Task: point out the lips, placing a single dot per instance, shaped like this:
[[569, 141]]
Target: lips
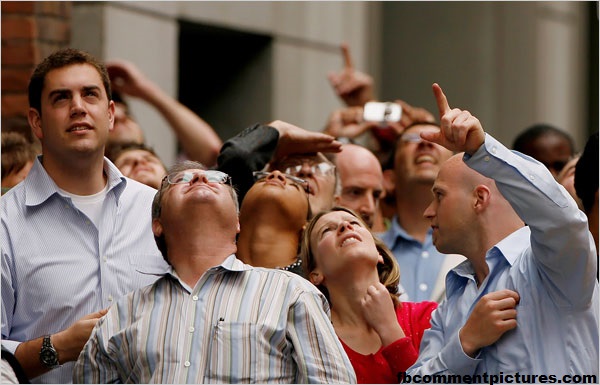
[[350, 239], [425, 158], [79, 127]]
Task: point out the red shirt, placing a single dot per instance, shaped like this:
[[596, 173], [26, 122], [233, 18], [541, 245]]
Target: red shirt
[[383, 367]]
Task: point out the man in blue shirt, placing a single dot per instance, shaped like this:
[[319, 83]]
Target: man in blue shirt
[[416, 163], [526, 300], [76, 234]]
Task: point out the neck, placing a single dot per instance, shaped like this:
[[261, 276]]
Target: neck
[[411, 202], [84, 176], [268, 246], [346, 294]]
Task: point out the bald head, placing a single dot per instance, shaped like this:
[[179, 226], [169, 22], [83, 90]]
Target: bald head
[[361, 181], [468, 213]]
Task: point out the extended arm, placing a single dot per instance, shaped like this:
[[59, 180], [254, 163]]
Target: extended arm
[[198, 139]]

::::

(EXERCISE REQUIREMENTS)
For each line in the data above that contains the string "single", extract the line.

(SOLUTION)
Task: point out the lips, placing a single dot per instance, shaped like this:
Task: point out the red shirt, placing a single dot per instance, shaped like this:
Task: point out the man in blue shirt, placing a single dot per instance, shaped like this:
Task: point out the neck, placing a single dot per instance, shaped like this:
Task: point out the bald head, placing a single dot per instance, shaped like this:
Task: point out the extended arm, placing a single dot per instance, shaped like this:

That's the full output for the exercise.